__WHAT THIS TASK INVOLVES__
Type the records out again in full, exactly.

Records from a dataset
------------

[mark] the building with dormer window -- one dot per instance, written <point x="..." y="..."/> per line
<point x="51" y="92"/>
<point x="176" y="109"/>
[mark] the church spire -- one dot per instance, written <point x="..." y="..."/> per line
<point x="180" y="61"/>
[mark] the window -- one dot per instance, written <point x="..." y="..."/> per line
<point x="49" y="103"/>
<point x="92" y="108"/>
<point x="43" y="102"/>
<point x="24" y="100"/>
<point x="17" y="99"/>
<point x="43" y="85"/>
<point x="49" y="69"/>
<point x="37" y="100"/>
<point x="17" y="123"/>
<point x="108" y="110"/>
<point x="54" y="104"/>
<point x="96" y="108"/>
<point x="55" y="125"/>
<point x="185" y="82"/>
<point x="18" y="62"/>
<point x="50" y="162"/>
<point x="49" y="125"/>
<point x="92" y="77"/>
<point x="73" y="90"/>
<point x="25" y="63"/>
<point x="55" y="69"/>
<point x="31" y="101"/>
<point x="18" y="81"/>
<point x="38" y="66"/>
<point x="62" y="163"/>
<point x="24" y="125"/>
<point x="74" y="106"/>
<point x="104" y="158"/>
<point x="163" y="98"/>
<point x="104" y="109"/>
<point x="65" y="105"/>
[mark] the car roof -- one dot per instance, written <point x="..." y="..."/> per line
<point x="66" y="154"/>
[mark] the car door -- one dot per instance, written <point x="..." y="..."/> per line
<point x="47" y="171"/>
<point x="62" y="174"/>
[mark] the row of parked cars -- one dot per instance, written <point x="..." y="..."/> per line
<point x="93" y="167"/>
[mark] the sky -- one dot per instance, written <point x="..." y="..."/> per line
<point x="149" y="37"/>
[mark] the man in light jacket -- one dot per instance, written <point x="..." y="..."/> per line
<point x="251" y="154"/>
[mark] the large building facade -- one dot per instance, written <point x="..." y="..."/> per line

------------

__ANSWER SECTION__
[mark] the building with dormer window -- one dot per instance, written <point x="..." y="..."/> per line
<point x="51" y="92"/>
<point x="176" y="109"/>
[mark] the church spire -- one dot per instance, written <point x="..." y="..."/> per line
<point x="180" y="61"/>
[mark] the window -- one dot per instance, written <point x="..." y="..."/> per line
<point x="49" y="103"/>
<point x="92" y="108"/>
<point x="43" y="102"/>
<point x="24" y="100"/>
<point x="17" y="99"/>
<point x="43" y="85"/>
<point x="49" y="69"/>
<point x="37" y="100"/>
<point x="17" y="123"/>
<point x="108" y="110"/>
<point x="54" y="104"/>
<point x="96" y="108"/>
<point x="55" y="125"/>
<point x="185" y="82"/>
<point x="18" y="62"/>
<point x="50" y="162"/>
<point x="49" y="125"/>
<point x="92" y="77"/>
<point x="73" y="90"/>
<point x="25" y="63"/>
<point x="55" y="69"/>
<point x="31" y="101"/>
<point x="18" y="81"/>
<point x="38" y="66"/>
<point x="62" y="163"/>
<point x="24" y="125"/>
<point x="74" y="106"/>
<point x="104" y="158"/>
<point x="163" y="98"/>
<point x="104" y="109"/>
<point x="65" y="105"/>
[mark] the car roof -- one dot per instance, written <point x="..." y="..."/> per line
<point x="66" y="154"/>
[mark] the car door -- one dot per instance, written <point x="..." y="..."/> per line
<point x="47" y="171"/>
<point x="62" y="174"/>
[mark] the row of parked cars -- one dot per instance, written <point x="..." y="..."/> per line
<point x="93" y="167"/>
[mark] the sky -- one dot per instance, written <point x="..." y="..."/> per line
<point x="149" y="37"/>
[mark] the man in light jacket -- one dot per instance, written <point x="..." y="..."/> per line
<point x="251" y="154"/>
[mark] the large building facade -- one dot per instance, written <point x="..." y="..."/> per line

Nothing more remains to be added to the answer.